[START OF Input data]
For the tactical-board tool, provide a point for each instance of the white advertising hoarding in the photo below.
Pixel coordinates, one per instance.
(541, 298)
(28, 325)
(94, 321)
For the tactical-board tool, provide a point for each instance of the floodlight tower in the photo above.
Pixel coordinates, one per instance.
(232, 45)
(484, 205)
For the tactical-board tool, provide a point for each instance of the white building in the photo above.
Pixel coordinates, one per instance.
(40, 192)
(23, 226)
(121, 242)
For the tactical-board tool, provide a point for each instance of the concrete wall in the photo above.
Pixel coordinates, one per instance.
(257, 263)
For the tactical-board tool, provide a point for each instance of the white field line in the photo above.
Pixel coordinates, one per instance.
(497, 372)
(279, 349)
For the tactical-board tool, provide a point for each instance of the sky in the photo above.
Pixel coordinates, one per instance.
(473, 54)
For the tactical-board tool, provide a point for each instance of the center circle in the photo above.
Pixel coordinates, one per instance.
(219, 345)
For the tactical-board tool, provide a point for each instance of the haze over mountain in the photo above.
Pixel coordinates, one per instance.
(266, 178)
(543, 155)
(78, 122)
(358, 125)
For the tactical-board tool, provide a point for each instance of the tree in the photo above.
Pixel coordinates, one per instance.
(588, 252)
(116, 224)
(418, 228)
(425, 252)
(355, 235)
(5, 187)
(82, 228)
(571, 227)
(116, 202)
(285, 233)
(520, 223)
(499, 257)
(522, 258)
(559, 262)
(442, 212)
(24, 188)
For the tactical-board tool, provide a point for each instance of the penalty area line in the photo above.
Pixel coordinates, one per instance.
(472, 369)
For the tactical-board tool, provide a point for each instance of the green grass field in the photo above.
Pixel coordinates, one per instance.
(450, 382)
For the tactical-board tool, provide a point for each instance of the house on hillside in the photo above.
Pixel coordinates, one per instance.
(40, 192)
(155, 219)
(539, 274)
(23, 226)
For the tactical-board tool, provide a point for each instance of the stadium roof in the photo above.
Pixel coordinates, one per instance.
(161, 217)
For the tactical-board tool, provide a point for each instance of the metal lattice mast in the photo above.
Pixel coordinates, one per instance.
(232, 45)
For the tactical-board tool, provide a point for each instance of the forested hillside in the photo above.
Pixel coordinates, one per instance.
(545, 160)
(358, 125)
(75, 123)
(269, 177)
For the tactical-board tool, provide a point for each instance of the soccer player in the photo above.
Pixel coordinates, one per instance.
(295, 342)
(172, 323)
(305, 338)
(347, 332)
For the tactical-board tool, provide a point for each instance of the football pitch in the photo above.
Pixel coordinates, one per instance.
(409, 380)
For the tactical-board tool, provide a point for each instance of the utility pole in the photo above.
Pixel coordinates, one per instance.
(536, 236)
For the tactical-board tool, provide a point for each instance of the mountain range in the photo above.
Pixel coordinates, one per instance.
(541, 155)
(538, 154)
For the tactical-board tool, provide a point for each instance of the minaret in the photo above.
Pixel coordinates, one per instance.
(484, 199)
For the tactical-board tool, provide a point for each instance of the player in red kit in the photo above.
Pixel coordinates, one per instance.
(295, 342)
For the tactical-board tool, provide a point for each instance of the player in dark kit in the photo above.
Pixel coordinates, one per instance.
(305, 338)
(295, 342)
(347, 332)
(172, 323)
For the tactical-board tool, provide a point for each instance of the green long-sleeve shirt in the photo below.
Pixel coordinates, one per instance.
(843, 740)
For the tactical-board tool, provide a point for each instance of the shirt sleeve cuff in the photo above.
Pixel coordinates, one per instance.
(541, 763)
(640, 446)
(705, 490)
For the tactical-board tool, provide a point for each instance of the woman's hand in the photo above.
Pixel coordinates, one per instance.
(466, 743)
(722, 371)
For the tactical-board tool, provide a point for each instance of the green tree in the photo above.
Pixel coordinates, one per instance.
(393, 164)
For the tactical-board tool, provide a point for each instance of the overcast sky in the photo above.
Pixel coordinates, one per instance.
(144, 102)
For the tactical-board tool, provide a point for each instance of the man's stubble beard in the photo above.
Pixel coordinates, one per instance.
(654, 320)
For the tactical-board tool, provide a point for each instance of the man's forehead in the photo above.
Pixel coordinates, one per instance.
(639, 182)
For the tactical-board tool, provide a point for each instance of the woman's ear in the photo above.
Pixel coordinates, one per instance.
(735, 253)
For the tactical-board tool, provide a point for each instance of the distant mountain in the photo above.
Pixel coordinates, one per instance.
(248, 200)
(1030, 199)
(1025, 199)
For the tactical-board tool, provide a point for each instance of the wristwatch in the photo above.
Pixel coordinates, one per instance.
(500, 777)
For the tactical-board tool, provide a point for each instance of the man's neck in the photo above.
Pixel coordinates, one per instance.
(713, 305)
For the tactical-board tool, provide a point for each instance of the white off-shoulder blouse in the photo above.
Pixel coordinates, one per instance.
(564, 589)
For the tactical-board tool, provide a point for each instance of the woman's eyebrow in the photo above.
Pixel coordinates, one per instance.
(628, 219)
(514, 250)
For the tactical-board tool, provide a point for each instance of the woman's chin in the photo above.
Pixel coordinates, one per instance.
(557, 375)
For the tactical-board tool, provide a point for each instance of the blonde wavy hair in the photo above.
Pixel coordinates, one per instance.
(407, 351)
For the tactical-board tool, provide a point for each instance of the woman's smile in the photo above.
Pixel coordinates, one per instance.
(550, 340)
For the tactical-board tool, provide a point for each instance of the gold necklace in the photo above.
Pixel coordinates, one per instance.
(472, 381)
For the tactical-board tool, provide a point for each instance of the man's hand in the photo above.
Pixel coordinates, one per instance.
[END OF Input data]
## Problem description
All of the material above needs to be retyped word for word.

## Correct answer
For the tactical-board tool, provide a point for each instance of the white advertising hoarding in the photo below.
Pixel coordinates, one per instance.
(541, 298)
(28, 325)
(94, 321)
For the tactical-board tool, provide a point for each instance of the floodlight tower in the photo above.
Pixel coordinates, one per instance.
(232, 45)
(484, 205)
For the tactical-board tool, provide a point for each instance of the white building in the photo above.
Pixel coordinates, one per instance.
(40, 192)
(23, 226)
(121, 242)
For the tactical-board tool, provide a point for each instance of the concrete wall in the photo above.
Pixel coordinates, one per instance.
(257, 263)
For the tactical-board tool, provide a point for each instance of the white field line in the photo above.
Pixel coordinates, one per instance.
(497, 372)
(279, 349)
For the tactical-board tool, provide a point for each instance of the sky in the photo above.
Pixel coordinates, one per instance.
(473, 54)
For the tactical-board tool, provide a point for each instance of the center circle in the photo above.
Pixel coordinates, one per instance.
(219, 345)
For the tactical-board tool, provide a point for each instance of the haze over mountain in the photo above.
Pixel coordinates, one per instance.
(266, 178)
(543, 155)
(78, 122)
(358, 125)
For the tactical-board tool, provide a point for each instance of the tree in the photo above.
Pixel coordinates, one per instance.
(588, 252)
(116, 224)
(418, 228)
(425, 252)
(355, 235)
(5, 187)
(82, 228)
(571, 227)
(116, 202)
(285, 233)
(520, 223)
(499, 257)
(522, 258)
(559, 262)
(442, 212)
(24, 188)
For the tactical-board tool, provide a point for each instance of the penalty area line in the photo above.
Pixel coordinates, one per instance.
(472, 369)
For the tactical-board tool, provide a point for each instance of the green grass field in the photo above.
Pixel coordinates, one per instance.
(450, 382)
For the tactical-board tool, provide a point for each instance of the house on hillside in the photo above.
Pixel coordinates, one per instance.
(40, 192)
(155, 219)
(539, 274)
(23, 226)
For the tactical-board tool, provide a point for each instance of the stadium roof in the photo above.
Pixel coordinates, one per instance.
(161, 217)
For the tactical-board tool, provide a point for each instance of the metal lattice mast in the photo above.
Pixel coordinates, one per instance.
(232, 45)
For the tactical-board tool, provide a point for each instance of the forested hillside in the photo above.
Pixel coordinates, one per instance.
(545, 160)
(358, 125)
(75, 123)
(269, 177)
For the tactical-board tool, provide a point for each instance of the soccer player in the photo above.
Pixel coordinates, one per instance.
(295, 342)
(172, 323)
(305, 338)
(347, 332)
For the tactical-board tool, provide a point for each instance of the football pitch in the photo above.
Pixel coordinates, one per instance.
(409, 380)
For the tactical-board tool, provide a point for each instance of the utility pole in the photo above.
Pixel coordinates, one per instance.
(536, 236)
For the tactical-board tool, provide a point for each instance of the mountain range in the photo above.
Pixel coordinates, one per instance.
(541, 155)
(538, 154)
For the tactical-board tool, provide a point for each instance of the minaret in the photo above.
Pixel coordinates, one per instance.
(484, 199)
For the tactical-board tool, provide a point for each instance of the player in red kit in the photo above.
Pixel coordinates, one per instance.
(295, 342)
For the tactical-board tool, provide a point for each instance of the player in dark kit in the photo above.
Pixel coordinates, one per instance.
(305, 338)
(295, 342)
(347, 332)
(172, 323)
For the tactical-board tool, provide a point for each instance of the green long-sleeve shirt in the photo below.
Pixel coordinates, one per instance.
(843, 740)
For the tactical-board tool, provide a point for each instance of the shirt sleeve cuff in the photo above.
Pixel coordinates, one per instance.
(541, 763)
(640, 446)
(705, 490)
For the tactical-board tool, provide a point for each instance of the woman's hand in the photo above.
Pixel coordinates, one per instance.
(466, 743)
(722, 371)
For the tactical-board tool, provide a point for each instance of the green tree in the photo above.
Pixel coordinates, one per instance.
(393, 164)
For the tactical-board tool, provide a point for each instance of the overcast sky in the photo above.
Pixel coordinates, one per instance.
(144, 102)
For the tactical-board tool, provide a point for each instance of the man's stubble beard in the photo above.
Pixel coordinates, one per instance.
(654, 320)
For the tactical-board tool, provide a point for each instance of the man's forehead in the photo above.
Pixel coordinates, one per instance.
(639, 182)
For the tactical-board tool, provide a point for each instance of the woman's ear in the photo above.
Pixel coordinates, one per instance.
(735, 253)
For the tactical-board tool, provide a point for each instance of the distant mountain in the photo above.
Pixel coordinates, one per instance.
(248, 200)
(1030, 199)
(1025, 199)
For the tactical-board tool, provide a point for each instance of the wristwatch in the photo above.
Pixel coordinates, one per instance.
(500, 777)
For the tactical-board tool, provide a point for each instance of the man's neck in the photo above.
Pixel coordinates, one per instance.
(713, 305)
For the tactical-board tool, provide a point for each instance of the white off-shoulder blouse in the photo above.
Pixel coordinates, one per instance.
(564, 589)
For the tactical-board tool, provide a point for each instance of the woman's eyebrow in the photo above.
Pixel coordinates, one per instance.
(628, 219)
(514, 250)
For the tactical-board tool, provide a point for each instance of the woman's chin in the photo above.
Pixel coordinates, one per instance.
(557, 375)
For the tactical-board tool, provide a point for each instance of the blonde wavy hair in the photo above.
Pixel coordinates, one per instance.
(407, 351)
For the tactical-board tool, provide a point for each instance of the woman's smile in the photo above.
Pixel coordinates, one per instance.
(550, 340)
For the tactical-board tool, provide a point for each instance of the gold necklace in the photo above.
Pixel coordinates, one per instance.
(472, 381)
For the tactical-board tool, provide a point for each instance of the man's hand in the photo above.
Pixel coordinates, one per instance.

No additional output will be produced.